◆ Problems to work on ◆
**a.** In the forum thread about knapping glass, what struck the friend from ND in the neck?
**b.** Extend the forum thread about knapping glass, picking up from where it stops.

-- START Reading passage --

Ever knapped any glass Jerry? Have a friend in ND that got into that. He worked with plate glass in construction many many years until someone dropped a sheet of plywood several stories up on a job, and it hit him in the neck. Now has 4-5 vertebrae in his neck fused together, can't turn his head. Was a good excuse to crawl into the bottle, for him. But, he took up knapping to consume some of his time and generate cash while waiting on his disability to be approved. Some of the glass he knapped was absolutely beautiful.


----------



## Nubsnstubs (Dec 9, 2018)

rocky1 said:


> You bring the flint! I'll find horn to knap with!!
> 
> Ever knapped any glass Jerry? Have a friend in ND that got into that. He worked with plate glass in construction many many years until someone dropped a sheet of plywood several stories up on a job, and it hit him in the neck. Now has 4-5 vertebrae in his neck fused together, can't turn his head. Was a good excuse to crawl into the bottle, for him. But, he took up knapping to consume some of his time and generate cash while waiting on his disability to be approved. Some of the glass he knapped was absolutely beautiful.

-- END Reading passage --
-- START Available data --

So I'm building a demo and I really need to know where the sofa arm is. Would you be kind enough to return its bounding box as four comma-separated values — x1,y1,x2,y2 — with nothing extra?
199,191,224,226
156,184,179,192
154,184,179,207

-- END Available data --

◆ Response list ◆
**a.** A sheet of plywood dropped from several stories up on a job.

**b.**
 Yep, Panasonic 32" tube TV has 1" thick screen glass. Made a 15 3/4" blade from it......... have 2 very large tube TV's near one of my wood stash piles taking up valuable space..... Jerry (in Tucson)

Reactions: Like 1


----------



## rocky1 (Dec 9, 2018)

Bryce had some black glass that was somewhere in the 1/2" thick range he knapped a knife blade out of, as well as several arrow heads. The knife was absolutely amazing, he wanted a bit more than I wanted to spend on it, but it was definitely worth more.


----------



## Bean_counter (Dec 10, 2018)

rocky1 said:


> How come you got all them horn tips Eric?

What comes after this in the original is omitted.